### [TASK DESCRIPTION]
Pull out every line below that contains the string "windshield", matching uppercase and lowercase exactly.

### [SUPPLIED ENTRIES]

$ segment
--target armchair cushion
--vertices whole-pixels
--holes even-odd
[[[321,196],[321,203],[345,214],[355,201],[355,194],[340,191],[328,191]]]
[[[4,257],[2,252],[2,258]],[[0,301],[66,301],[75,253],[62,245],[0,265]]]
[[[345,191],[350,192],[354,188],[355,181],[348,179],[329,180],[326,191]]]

* * *

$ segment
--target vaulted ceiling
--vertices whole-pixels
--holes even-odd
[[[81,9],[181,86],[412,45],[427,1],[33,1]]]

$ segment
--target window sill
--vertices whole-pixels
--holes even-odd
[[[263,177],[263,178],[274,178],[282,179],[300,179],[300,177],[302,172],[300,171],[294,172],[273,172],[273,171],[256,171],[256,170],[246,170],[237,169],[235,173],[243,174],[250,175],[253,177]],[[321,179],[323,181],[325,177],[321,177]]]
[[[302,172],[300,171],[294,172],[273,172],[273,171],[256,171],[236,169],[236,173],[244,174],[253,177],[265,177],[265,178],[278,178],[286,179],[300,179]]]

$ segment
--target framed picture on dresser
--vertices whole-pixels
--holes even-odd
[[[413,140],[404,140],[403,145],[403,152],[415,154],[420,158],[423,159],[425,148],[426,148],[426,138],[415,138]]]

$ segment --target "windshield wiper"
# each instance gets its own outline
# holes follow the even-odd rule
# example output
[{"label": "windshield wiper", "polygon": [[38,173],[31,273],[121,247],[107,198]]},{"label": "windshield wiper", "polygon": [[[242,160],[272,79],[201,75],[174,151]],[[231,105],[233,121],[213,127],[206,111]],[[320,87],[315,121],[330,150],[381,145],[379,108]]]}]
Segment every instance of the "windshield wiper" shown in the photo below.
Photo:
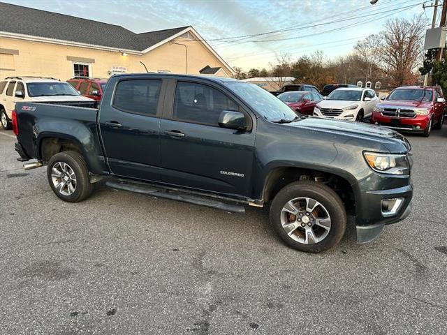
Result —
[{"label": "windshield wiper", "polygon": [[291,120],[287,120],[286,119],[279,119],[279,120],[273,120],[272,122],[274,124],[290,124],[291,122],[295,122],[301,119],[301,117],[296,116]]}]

### [CORRECT RESPONSE]
$ segment --target "windshield wiper"
[{"label": "windshield wiper", "polygon": [[38,173],[31,273],[121,247],[107,198]]},{"label": "windshield wiper", "polygon": [[[242,160],[272,79],[201,75],[174,151]],[[231,105],[233,121],[213,127],[206,111]],[[320,87],[315,121],[330,150],[381,145],[379,108]]]}]
Segment every instance of the "windshield wiper" shown in the photo below.
[{"label": "windshield wiper", "polygon": [[291,120],[287,120],[286,119],[279,119],[279,120],[273,120],[272,122],[274,124],[290,124],[291,122],[295,122],[301,119],[301,117],[296,116]]}]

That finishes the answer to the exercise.